■ **Source text**:
Here is an example of running the log summary tool:
# /opt/HAC/RSF-1/bin/rsflog-summary.sh -h
Usage: rsflog-summary.sh [-l|--log <logfile|logdir>] [service]...
Options:
-l --log <log>: Specify a log file or log directory to search.
If a file is given, only that file will be searched.
If a directory is given, that directory will be searched
for rsfmon.log and rsfmon.log.[0-9].
The default is to use the standard RSF-1 log directory
/opt/HAC/RSF-1/log
-h --help: Show this help text and exit
The config file /opt/HAC/RSF-1/etc/config will be scanned for services to search for
unless a list has been provided on the command line.
# /opt/HAC/RSF-1/bin/rsflog-summary.sh
Services to search for: cpw_pool pool4
Searching log files in /opt/HAC/RSF-1/log:
rsfmon.log.9 rsfmon.log.8 rsfmon.log.7 rsfmon.log.6 rsfmon.log.5 rsfmon.log.4 rsfmon.log.3 rsfmon.log.2 rsfmon.log.1 rsfmon.log.0 rsfmon.log
###############################################
Service startups and shutdowns for cpw_pool:
###############################################
Reading rsfmon.log.9...
Reading rsfmon.log.8...
Reading rsfmon.log.7...
Reading rsfmon.log.6...
Reading rsfmon.log.5...
Reading rsfmon.log.4...
Reading rsfmon.log.3...
Reading rsfmon.log.2...
Reading rsfmon.log.1...
Reading rsfmon.log.0...
Reading rsfmon.log...
Delay before service start - 6 seconds
Service startup #1: Feb 04 10:59:25 (rsfmon.log)
Fping test complete for testvip: 2 seconds
Script S01announce run time: 0 seconds (write to log file)
Script S02ApplianceStarting run time: 0 seconds (event notify)
Script S14res_drives run time: 6 seconds (create initial res_drives)
Script S15zfs_mhdc run time: 5 seconds (place reservations)
Reservations taken in 4 seconds.
Script S20zfs run time: 3 seconds (import pool + LUs)
Zpool import completed status 0, in 3 seconds
Comstar mapping restored in 0 seconds
Script S21res_drives run time: 1 seconds (refresh res_drives)
Script S98ApplianceStarted run time: 1 seconds (event notify)
Script S99announce run time: 1 seconds (write to log file)
Service start scripts took 17 seconds
Plumb in VIP interface: 0 seconds
Total run time for service start: 17 seconds
Delay before service start - 6 seconds
Service startup #2: Feb 04 11:06:26 (rsfmon.log)

■ **Material shown**:
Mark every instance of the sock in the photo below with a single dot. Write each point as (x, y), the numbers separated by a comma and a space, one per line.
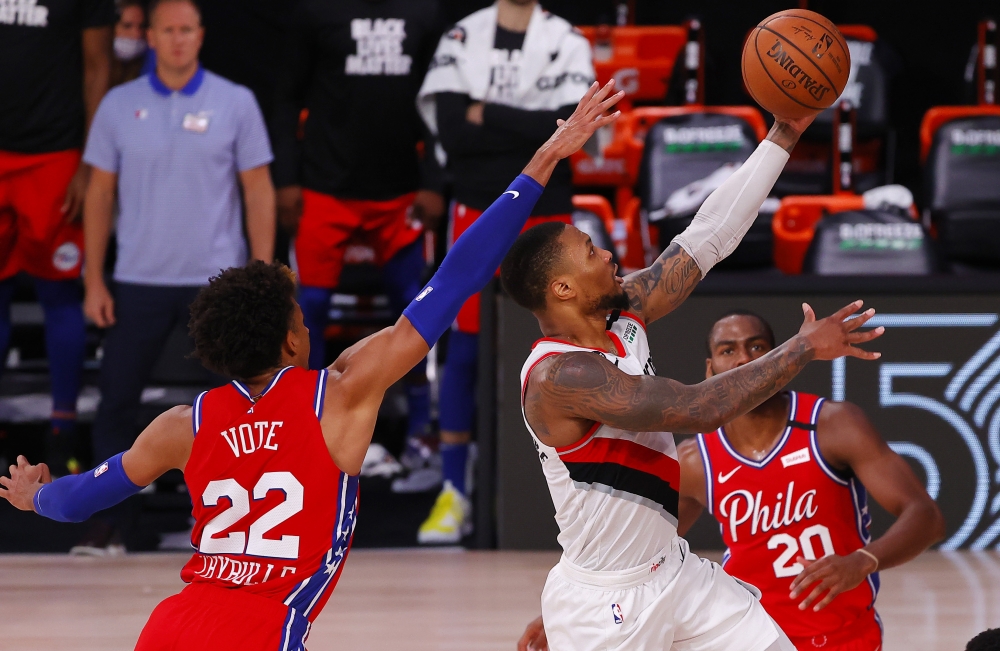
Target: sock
(458, 382)
(6, 296)
(454, 457)
(315, 304)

■ **To do**:
1: Repeat the passage of the log summary excerpt between "Reading rsfmon.log.3..." and "in 4 seconds.", inclusive.
2: Which scripts does the log summary excerpt name in the output for service startup #1? List them all.
3: Turn the option description in the log summary excerpt that begins "-l --log <log>: Specify a log file" into a short list that keeps its main facts.

■ **Answer list**:
1:
Reading rsfmon.log.3...
Reading rsfmon.log.2...
Reading rsfmon.log.1...
Reading rsfmon.log.0...
Reading rsfmon.log...
Delay before service start - 6 seconds
Service startup #1: Feb 04 10:59:25 (rsfmon.log)
Fping test complete for testvip: 2 seconds
Script S01announce run time: 0 seconds (write to log file)
Script S02ApplianceStarting run time: 0 seconds (event notify)
Script S14res_drives run time: 6 seconds (create initial res_drives)
Script S15zfs_mhdc run time: 5 seconds (place reservations)
Reservations taken in 4 seconds.

2:
S01announce
S02ApplianceStarting
S14res_drives
S15zfs_mhdc
S20zfs
S21res_drives
S98ApplianceStarted
S99announce

3:
- The option names a log file or log directory to search.
- Given a file, it searches only that file.
- Given a directory, it searches that directory for rsfmon.log and rsfmon.log.[0-9].
- By default, it uses the standard RSF-1 log directory, /opt/HAC/RSF-1/log.